R Rutledge, MD. Center for Laparoscopic Obesity s
The goals of anesthesia of obese patients include relaxation during surgery with no weakness post op; no drug induced bleeding and excellent anesthesia and analgesia without respiratory depression or nausea and vomiting post op. The present study documents a new anesthetic technique that aggressively utilizes exclusion of inhalational anesthetics and minimization of narcotic administration via foundation of Total Intravenous Anesthesia (TIVA) and concomitant use of Opioid Analgesia and Anesthesia (OAA).
Materials and Methods
Anesthesia has been modified in a continuous improvement process to manage patients undergoing the Mini-Gastric Bypass. The MGB is relatively unique because of several features: abdominal, laparoscopic, very short operating time (20 to 60 minutes), minimal bleeding, and very short hospital stay (less than 24 hours.) This unique surgery requires a tailored approach to anesthesia and post operative management.

Tasks to carry out
1. Answer these about the anesthesia text:
(a) Which class of anesthetics does the new technique exclude?
(b) How long does the Mini-Gastric Bypass take to perform?
(c) How long is the hospital stay after this surgery?
2. Rewrite the stretch of the anesthesia text from "R Rutledge, MD." through "and Anesthesia (OAA).", changing "respiratory depression" to "hypotension".

Raw data
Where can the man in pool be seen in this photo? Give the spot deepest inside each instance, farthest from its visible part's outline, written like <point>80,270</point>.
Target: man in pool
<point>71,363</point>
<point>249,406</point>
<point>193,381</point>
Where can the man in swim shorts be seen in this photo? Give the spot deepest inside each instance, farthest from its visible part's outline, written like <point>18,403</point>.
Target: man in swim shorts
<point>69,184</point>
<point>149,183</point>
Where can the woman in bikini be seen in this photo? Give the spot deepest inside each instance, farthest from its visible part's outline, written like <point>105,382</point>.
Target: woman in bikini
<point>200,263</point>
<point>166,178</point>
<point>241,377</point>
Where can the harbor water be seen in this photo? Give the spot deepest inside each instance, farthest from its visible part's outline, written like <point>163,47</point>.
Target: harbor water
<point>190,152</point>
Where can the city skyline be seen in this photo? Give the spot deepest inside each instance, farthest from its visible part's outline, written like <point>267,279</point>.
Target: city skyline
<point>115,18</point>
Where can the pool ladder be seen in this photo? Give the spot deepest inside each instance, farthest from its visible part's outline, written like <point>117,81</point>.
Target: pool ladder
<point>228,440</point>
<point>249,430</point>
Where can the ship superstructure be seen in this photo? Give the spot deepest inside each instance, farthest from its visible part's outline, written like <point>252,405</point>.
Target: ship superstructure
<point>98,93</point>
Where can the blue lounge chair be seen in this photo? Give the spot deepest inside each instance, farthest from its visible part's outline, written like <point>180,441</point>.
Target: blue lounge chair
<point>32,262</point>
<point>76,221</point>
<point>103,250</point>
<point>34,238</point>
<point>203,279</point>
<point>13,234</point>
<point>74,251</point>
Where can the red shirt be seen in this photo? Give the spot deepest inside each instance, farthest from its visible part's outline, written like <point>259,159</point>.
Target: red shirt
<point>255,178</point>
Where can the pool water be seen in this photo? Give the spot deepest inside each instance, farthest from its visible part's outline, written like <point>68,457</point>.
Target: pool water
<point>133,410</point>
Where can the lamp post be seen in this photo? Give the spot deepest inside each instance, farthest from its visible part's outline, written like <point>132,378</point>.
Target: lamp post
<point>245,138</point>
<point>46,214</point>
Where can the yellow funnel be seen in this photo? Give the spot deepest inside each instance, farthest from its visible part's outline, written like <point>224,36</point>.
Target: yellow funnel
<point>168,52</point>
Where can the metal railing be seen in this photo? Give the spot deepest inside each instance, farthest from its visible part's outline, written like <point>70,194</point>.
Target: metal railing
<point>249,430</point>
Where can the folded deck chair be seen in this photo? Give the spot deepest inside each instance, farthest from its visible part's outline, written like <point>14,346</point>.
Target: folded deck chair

Answer set
1.
(a) Inhalational anesthetics.
(b) 20 to 60 minutes.
(c) Less than 24 hours.

2.
R Rutledge, MD. Center for Laparoscopic Obesity s
The goals of anesthesia of obese patients include relaxation during surgery with no weakness post op; no drug induced bleeding and excellent anesthesia and analgesia without hypotension or nausea and vomiting post op. The present study documents a new anesthetic technique that aggressively utilizes exclusion of inhalational anesthetics and minimization of narcotic administration via foundation of Total Intravenous Anesthesia (TIVA) and concomitant use of Opioid Analgesia and Anesthesia (OAA).